→ Exercise requirements: Every entry that follows should be output exactly, and every image in it left out.
Raw data: Begin
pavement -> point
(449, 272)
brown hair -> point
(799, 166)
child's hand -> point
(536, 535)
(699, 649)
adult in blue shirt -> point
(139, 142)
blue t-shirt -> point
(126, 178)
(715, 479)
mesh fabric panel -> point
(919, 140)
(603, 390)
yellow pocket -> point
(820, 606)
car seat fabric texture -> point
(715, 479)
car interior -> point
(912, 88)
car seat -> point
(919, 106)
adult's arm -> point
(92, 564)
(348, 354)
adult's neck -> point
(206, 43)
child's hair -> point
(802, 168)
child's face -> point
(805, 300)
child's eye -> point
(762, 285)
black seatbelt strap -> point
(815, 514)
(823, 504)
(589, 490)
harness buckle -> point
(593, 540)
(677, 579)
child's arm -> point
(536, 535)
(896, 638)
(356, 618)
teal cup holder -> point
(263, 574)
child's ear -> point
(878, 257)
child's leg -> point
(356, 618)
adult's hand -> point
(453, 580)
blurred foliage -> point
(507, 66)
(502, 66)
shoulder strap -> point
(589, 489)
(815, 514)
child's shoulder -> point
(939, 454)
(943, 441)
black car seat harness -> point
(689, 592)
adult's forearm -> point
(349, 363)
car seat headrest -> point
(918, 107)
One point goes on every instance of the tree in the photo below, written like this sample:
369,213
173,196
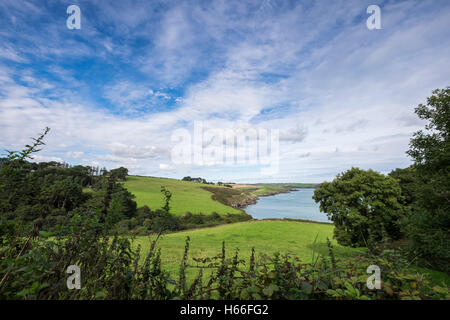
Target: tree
363,205
120,173
429,223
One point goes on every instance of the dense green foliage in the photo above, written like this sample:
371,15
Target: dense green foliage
429,222
34,261
368,207
365,207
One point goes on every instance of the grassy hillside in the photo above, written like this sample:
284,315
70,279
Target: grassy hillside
186,196
267,189
265,236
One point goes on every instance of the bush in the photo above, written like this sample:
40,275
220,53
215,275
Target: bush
365,207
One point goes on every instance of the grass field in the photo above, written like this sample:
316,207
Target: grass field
186,196
266,237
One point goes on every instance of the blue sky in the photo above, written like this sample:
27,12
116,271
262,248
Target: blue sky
114,91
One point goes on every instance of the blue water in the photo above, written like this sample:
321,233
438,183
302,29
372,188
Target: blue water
295,205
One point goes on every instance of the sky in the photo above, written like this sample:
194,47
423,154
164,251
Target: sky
116,91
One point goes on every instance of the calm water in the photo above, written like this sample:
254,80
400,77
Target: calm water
296,205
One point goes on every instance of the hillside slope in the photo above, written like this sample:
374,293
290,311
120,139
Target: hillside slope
186,196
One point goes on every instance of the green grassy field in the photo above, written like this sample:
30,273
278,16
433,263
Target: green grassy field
266,237
186,196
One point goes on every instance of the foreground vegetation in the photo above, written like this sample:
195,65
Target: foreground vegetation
48,223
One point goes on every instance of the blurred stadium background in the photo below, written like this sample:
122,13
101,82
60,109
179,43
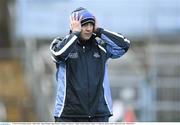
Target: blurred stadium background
145,83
Raw data: End
→ Problem solution:
pavement -> point
(449, 272)
brown hair -> point
(799, 166)
child's hand -> point
(536, 535)
(699, 649)
adult in blue shirt -> point
(139, 142)
blue t-shirt -> point
(126, 178)
(715, 479)
mesh fabric panel -> point
(919, 140)
(603, 390)
yellow pocket -> point
(820, 606)
car seat fabric texture -> point
(715, 479)
car interior -> point
(912, 88)
car seat -> point
(919, 106)
adult's arm -> point
(92, 564)
(348, 354)
adult's neck -> point
(206, 43)
child's hair -> point
(802, 168)
child's face -> point
(805, 300)
child's eye -> point
(762, 285)
black seatbelt strap -> point
(815, 514)
(823, 504)
(589, 490)
harness buckle -> point
(593, 540)
(677, 579)
child's arm -> point
(536, 535)
(896, 638)
(356, 618)
teal cup holder -> point
(263, 574)
child's ear -> point
(878, 257)
child's leg -> point
(356, 618)
adult's hand -> point
(453, 580)
blurred foliage -> point
(507, 66)
(502, 66)
shoulder strap -> point
(589, 489)
(815, 514)
child's shoulder -> point
(939, 454)
(943, 441)
black car seat harness -> point
(689, 592)
adult's forearm -> point
(349, 363)
car seat headrest -> point
(918, 107)
One point goes on every instance of the tree in the photo below, written like this sample:
369,213
173,196
Target: tree
363,205
120,173
429,223
One point goes on every instance of the dense green foliage in the photo above, written like this sample:
371,15
Target: dense green foliage
429,222
34,261
368,207
365,207
One point goes on every instance of the grassy hillside in the photo above, written like this sample:
284,315
70,279
Target: grassy hillside
186,196
267,189
265,236
One point goes on every instance of the bush in the photo above, written like this sample:
40,275
220,53
215,275
Target: bush
365,207
One point goes on every instance of the grass field in the photo above, written like this sample:
316,207
Target: grass field
186,196
266,237
One point goes on every instance of the blue sky in the photo above, written like this sample:
27,12
116,271
262,248
Target: blue sky
114,91
One point goes on every instance of the blue water in the photo above, written like this sample:
321,233
438,183
302,29
372,188
Target: blue water
295,205
One point goes on every instance of the sky in the photo above, written like this sample:
194,47
423,154
164,251
Target: sky
116,91
One point goes on every instance of the calm water in the photo above, written like this sample:
254,80
400,77
Target: calm water
296,205
One point goes on every instance of the hillside slope in the photo above, written like this sample:
374,293
290,311
120,139
Target: hillside slope
186,196
One point goes on every instance of the green grassy field in the photo above, written like this sample:
30,273
278,16
433,263
Target: green grassy field
266,237
186,196
One point goes on every instance of the foreground vegetation in the photo above, written like this sample:
195,65
Target: foreground vegetation
48,223
One point goes on every instance of the blurred stadium background in the photo below, written like this sample:
122,13
101,82
60,109
179,43
Target: blurred stadium background
145,83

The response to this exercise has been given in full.